_Task details_. Can you reproduce the lines of the records below verbatim, starting at the line that contains "of the window" and stopping after the line that contains "x=198, y=303"?

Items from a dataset
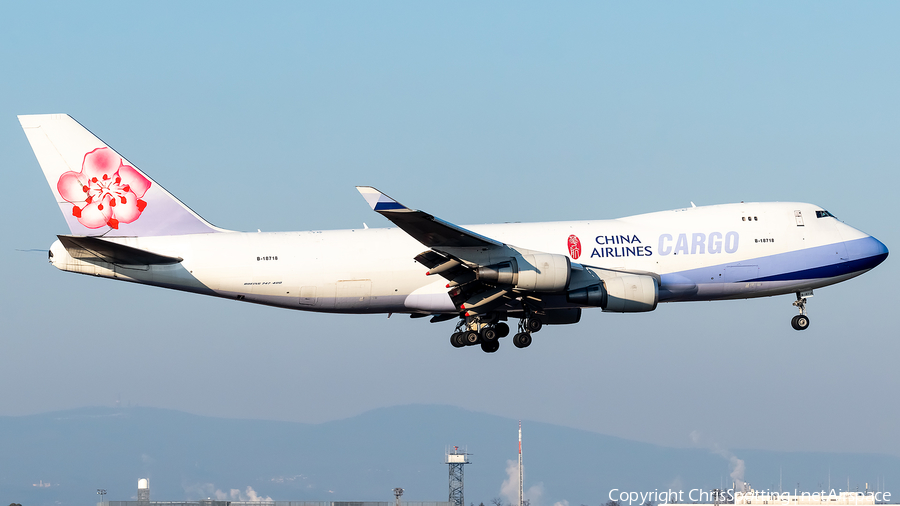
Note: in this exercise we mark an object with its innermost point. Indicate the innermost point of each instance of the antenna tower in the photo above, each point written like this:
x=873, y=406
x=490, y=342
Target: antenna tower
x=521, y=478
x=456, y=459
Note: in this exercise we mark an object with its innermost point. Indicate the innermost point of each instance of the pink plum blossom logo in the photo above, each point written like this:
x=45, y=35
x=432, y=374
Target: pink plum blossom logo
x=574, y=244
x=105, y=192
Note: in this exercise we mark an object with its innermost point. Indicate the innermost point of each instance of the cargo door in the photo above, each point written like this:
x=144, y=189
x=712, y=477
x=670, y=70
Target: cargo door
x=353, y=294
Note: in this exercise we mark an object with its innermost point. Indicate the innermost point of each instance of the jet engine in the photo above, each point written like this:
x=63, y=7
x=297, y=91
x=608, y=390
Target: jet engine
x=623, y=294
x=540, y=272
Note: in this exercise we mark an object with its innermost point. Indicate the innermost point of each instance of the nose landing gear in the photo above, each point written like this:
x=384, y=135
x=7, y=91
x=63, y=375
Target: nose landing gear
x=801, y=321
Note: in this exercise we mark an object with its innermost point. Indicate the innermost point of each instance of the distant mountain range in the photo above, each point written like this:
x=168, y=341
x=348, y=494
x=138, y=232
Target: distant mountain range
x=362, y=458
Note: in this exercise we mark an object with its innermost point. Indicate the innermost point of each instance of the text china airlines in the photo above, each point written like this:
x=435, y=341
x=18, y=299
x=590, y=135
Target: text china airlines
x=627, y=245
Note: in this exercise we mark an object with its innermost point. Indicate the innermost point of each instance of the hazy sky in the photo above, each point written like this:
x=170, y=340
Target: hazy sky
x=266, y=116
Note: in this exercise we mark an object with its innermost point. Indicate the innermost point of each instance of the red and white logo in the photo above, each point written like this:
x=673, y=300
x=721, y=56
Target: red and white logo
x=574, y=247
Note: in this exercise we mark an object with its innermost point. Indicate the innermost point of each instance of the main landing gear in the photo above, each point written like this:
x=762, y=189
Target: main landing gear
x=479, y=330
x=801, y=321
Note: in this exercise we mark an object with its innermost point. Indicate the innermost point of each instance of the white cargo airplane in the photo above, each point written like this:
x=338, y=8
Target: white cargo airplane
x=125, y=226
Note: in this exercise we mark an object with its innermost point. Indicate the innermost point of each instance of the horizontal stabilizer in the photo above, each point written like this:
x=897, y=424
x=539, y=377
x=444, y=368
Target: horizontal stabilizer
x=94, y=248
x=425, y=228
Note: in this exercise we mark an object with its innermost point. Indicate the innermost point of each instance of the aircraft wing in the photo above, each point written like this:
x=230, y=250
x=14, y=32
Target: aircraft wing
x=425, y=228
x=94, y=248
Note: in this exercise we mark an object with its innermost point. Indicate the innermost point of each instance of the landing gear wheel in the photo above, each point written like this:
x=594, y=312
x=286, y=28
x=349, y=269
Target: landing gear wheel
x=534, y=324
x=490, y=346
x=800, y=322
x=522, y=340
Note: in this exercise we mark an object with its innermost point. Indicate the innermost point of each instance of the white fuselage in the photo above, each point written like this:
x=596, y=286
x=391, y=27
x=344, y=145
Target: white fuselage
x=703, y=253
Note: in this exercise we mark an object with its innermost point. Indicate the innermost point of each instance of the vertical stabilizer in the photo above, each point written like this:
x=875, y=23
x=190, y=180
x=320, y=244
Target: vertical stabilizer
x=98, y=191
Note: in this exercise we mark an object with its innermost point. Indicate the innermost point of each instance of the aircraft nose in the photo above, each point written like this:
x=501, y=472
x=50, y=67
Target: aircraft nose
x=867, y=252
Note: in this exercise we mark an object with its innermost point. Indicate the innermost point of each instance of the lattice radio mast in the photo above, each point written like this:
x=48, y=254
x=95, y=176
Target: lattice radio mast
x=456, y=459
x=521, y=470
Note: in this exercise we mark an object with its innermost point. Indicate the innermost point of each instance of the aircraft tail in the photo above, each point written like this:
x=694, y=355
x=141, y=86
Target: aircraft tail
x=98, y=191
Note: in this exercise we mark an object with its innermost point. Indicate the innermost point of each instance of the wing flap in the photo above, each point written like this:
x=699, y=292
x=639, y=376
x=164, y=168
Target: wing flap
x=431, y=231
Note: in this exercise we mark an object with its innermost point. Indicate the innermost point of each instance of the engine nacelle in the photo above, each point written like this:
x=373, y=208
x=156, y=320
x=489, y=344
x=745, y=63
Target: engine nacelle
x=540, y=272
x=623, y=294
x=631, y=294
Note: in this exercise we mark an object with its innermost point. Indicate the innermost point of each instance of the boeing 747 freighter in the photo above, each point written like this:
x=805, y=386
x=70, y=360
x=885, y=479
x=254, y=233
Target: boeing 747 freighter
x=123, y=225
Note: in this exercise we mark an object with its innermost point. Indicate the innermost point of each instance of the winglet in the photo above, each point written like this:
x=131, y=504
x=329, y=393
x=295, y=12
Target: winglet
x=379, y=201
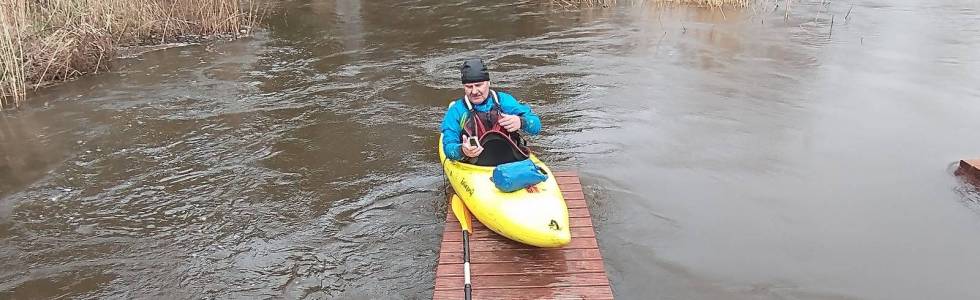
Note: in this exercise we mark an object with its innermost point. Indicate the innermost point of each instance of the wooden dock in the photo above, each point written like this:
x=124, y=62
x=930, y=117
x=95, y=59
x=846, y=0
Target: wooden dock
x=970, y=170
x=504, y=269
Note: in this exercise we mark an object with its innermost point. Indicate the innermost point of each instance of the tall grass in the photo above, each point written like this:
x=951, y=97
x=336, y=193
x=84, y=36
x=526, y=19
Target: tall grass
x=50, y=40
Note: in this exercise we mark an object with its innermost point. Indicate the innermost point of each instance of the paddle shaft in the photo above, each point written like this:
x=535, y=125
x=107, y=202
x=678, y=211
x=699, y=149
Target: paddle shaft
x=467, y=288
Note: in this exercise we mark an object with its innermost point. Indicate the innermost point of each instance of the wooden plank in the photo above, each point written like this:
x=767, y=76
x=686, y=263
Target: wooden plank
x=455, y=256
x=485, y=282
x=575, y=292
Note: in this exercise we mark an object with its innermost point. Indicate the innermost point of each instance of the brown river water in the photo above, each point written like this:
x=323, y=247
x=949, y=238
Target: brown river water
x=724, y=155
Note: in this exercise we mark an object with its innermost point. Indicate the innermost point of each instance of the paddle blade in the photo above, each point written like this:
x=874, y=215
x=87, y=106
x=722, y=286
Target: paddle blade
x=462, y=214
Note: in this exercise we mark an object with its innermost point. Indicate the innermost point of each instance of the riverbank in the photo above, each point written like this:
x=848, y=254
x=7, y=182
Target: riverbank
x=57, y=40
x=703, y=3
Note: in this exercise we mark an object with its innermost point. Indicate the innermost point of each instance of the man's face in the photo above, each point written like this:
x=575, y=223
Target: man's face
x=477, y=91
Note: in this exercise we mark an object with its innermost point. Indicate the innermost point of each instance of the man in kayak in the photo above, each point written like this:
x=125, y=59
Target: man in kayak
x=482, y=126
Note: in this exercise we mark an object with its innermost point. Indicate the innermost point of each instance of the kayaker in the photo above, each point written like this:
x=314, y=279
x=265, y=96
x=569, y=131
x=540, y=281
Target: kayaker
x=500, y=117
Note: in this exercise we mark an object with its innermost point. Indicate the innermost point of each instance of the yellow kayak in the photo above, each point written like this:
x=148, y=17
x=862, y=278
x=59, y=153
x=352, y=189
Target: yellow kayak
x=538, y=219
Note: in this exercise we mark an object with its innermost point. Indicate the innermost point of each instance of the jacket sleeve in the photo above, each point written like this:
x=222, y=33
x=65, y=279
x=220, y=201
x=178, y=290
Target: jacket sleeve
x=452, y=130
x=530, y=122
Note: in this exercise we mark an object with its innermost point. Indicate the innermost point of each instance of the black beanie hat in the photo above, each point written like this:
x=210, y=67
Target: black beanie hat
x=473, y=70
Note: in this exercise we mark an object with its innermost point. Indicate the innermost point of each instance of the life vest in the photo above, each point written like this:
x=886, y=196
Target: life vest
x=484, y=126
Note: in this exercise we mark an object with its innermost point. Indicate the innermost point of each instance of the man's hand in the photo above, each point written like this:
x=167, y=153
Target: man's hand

--

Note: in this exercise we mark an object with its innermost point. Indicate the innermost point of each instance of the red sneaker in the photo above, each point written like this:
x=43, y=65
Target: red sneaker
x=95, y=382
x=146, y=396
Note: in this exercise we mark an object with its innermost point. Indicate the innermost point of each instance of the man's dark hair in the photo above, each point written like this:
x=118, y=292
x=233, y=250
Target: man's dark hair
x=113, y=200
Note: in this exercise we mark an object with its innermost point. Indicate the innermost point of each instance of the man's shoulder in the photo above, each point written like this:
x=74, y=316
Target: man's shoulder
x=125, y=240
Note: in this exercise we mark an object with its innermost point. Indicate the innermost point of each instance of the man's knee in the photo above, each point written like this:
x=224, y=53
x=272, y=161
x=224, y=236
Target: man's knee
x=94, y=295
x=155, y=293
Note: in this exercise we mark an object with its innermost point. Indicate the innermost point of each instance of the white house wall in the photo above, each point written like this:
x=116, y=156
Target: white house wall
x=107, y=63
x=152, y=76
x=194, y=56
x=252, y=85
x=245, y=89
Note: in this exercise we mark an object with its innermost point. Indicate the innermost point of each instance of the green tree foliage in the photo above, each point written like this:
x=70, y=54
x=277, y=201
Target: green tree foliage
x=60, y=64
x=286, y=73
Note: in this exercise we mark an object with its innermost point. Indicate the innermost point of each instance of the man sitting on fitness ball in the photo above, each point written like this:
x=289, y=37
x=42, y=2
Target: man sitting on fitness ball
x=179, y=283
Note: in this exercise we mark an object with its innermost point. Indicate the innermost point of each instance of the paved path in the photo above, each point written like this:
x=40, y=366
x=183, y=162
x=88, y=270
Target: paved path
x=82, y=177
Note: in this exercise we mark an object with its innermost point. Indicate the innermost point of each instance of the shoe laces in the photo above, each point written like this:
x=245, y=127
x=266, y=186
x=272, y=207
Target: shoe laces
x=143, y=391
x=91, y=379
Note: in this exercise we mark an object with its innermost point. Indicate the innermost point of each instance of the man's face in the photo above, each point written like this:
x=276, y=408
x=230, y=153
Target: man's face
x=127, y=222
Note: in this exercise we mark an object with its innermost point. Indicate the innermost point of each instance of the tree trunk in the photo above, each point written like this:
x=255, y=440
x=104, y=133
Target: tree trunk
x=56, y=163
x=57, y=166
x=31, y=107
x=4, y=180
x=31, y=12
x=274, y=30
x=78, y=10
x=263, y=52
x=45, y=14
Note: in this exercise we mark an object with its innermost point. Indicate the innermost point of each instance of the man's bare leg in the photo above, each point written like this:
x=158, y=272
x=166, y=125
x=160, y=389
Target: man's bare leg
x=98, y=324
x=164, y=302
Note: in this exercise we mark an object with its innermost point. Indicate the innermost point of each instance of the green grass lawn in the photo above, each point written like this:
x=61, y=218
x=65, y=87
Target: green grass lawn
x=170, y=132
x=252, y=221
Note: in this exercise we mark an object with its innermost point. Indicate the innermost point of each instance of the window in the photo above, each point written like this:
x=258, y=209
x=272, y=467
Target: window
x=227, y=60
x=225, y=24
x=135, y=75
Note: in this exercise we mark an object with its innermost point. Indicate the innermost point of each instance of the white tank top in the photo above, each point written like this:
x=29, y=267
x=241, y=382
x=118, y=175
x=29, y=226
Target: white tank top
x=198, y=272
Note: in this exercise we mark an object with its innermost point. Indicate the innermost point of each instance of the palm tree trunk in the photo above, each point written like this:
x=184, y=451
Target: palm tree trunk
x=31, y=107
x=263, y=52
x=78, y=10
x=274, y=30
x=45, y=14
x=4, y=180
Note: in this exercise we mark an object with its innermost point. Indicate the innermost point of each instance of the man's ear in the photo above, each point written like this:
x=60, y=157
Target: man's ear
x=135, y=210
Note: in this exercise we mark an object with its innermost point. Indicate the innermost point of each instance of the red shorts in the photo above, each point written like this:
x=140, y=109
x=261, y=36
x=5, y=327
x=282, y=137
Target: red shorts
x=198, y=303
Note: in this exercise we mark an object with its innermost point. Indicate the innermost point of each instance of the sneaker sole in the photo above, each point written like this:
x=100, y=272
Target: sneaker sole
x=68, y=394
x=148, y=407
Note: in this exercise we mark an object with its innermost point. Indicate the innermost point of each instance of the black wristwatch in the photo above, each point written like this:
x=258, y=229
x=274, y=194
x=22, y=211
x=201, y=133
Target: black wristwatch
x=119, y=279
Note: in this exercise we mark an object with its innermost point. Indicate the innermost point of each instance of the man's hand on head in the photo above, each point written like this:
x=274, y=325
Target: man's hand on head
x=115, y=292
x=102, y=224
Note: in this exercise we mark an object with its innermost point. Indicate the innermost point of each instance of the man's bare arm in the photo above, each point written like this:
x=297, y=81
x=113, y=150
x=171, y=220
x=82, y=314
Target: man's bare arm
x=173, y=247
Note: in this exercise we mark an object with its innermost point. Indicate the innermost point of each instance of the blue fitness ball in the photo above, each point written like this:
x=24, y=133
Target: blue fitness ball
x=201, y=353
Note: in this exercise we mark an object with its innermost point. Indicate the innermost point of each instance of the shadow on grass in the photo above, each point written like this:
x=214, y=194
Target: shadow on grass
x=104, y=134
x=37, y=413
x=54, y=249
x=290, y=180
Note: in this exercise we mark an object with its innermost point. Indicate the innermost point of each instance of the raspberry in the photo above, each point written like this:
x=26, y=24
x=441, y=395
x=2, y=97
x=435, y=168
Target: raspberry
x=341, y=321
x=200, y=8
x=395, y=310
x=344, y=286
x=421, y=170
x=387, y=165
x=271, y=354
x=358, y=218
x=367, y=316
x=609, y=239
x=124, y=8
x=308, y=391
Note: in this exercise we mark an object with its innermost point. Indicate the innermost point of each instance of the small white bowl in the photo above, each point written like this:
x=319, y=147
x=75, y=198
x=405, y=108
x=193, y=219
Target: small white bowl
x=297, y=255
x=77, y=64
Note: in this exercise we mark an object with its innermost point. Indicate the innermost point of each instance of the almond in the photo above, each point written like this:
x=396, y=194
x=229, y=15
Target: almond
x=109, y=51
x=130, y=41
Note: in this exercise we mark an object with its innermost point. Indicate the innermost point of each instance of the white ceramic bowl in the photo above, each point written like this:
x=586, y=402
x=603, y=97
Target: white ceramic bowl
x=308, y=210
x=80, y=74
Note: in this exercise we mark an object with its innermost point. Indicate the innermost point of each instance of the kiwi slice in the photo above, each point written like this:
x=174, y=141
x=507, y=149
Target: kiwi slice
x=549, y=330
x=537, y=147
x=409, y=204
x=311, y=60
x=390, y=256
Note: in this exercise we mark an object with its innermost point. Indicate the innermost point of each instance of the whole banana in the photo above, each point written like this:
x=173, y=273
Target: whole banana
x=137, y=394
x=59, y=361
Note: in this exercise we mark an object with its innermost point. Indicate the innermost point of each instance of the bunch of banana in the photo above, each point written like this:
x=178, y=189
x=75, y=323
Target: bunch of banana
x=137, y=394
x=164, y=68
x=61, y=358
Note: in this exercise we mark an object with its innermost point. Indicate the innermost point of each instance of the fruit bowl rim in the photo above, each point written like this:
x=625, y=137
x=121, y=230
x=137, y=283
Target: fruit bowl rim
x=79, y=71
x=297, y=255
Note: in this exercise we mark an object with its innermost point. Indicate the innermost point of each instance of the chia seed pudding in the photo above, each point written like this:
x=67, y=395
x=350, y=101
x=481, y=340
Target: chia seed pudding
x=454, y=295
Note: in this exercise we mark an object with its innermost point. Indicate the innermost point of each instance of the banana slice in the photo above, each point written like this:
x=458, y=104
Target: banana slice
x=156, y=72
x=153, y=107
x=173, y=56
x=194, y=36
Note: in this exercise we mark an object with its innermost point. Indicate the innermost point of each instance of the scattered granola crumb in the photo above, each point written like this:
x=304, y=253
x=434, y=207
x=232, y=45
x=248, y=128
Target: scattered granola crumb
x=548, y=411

==

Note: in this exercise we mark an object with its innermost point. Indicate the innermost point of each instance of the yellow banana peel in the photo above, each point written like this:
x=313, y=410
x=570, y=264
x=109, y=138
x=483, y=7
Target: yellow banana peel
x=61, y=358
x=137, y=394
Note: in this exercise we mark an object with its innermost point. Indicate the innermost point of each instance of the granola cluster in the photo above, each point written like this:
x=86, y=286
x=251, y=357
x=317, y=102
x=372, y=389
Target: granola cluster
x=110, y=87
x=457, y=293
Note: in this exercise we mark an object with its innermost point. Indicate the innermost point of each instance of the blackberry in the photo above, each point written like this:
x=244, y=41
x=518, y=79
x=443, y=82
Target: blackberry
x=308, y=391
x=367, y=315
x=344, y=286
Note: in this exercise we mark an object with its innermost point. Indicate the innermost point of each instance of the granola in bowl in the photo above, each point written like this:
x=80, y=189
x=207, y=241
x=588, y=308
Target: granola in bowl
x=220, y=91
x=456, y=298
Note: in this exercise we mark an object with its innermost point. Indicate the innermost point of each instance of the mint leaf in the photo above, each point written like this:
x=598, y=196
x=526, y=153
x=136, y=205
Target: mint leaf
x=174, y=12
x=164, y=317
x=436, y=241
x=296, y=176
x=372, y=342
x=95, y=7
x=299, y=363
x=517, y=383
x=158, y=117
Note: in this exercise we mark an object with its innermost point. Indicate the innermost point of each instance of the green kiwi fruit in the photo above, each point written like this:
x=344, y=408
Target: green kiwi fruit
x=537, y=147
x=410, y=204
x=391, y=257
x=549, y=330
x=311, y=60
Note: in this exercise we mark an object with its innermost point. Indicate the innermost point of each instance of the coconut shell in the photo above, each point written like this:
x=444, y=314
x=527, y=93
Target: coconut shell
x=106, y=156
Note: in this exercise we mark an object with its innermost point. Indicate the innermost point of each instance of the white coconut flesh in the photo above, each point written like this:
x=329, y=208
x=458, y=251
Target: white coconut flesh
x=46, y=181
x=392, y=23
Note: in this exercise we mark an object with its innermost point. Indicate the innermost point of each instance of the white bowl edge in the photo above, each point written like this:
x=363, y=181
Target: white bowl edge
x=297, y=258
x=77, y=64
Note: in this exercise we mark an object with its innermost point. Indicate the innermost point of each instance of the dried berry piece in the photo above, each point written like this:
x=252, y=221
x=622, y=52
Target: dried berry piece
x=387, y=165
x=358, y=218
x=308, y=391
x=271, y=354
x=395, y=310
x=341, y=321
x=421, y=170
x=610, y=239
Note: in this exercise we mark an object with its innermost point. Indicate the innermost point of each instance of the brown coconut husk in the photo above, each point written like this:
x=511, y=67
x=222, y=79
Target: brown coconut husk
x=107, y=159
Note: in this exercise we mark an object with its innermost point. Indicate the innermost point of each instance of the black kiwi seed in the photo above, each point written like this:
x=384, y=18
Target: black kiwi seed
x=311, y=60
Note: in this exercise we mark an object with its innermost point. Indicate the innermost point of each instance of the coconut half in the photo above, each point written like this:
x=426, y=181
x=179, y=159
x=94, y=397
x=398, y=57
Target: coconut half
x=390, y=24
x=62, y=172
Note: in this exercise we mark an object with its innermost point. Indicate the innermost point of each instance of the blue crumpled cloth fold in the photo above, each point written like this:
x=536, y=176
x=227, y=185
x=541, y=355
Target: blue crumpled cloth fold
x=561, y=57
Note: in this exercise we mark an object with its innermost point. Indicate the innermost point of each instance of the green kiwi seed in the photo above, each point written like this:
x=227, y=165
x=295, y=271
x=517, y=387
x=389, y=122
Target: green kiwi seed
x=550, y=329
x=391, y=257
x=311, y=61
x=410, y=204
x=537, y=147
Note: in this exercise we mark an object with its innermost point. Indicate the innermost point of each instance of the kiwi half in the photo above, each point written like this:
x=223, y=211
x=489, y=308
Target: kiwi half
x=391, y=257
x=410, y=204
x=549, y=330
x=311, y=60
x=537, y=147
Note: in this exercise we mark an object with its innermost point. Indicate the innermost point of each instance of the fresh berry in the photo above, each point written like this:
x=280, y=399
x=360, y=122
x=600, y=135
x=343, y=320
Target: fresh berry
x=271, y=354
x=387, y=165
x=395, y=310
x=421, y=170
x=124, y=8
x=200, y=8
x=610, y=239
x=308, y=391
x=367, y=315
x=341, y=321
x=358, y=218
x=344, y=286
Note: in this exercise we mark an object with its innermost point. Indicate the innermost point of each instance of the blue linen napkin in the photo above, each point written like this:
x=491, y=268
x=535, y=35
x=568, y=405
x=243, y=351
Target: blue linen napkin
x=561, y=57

_Solved exercise_.
Note: in this exercise we mark an object with its innermost point. Indicate the innermost point of each instance of the window in the photo above, each point written like this:
x=258, y=209
x=272, y=467
Target: window
x=227, y=60
x=225, y=24
x=135, y=75
Note: in this exercise we mark an object with its innermost point. Indicate the innermost point of each instance of the white tank top in the photo above, each point written like this:
x=29, y=267
x=241, y=382
x=118, y=175
x=29, y=226
Target: white tank top
x=198, y=272
Note: in this exercise we mark an object with its innermost point. Indicate the innermost point of each instance of the palm tree trunk in the photo above, each point written like this:
x=184, y=451
Target: palm tree trunk
x=31, y=107
x=263, y=52
x=78, y=10
x=274, y=30
x=45, y=14
x=4, y=180
Note: in this exercise we mark an object with its innermost point. Indicate the innermost point of each instance of the man's ear in the photo above, each point written like this:
x=60, y=157
Target: man's ear
x=135, y=210
Note: in this exercise we mark an object with its innermost point. Indicate the innermost point of each instance of the red shorts in the photo above, each point written like this:
x=140, y=109
x=261, y=36
x=5, y=327
x=282, y=137
Target: red shorts
x=198, y=303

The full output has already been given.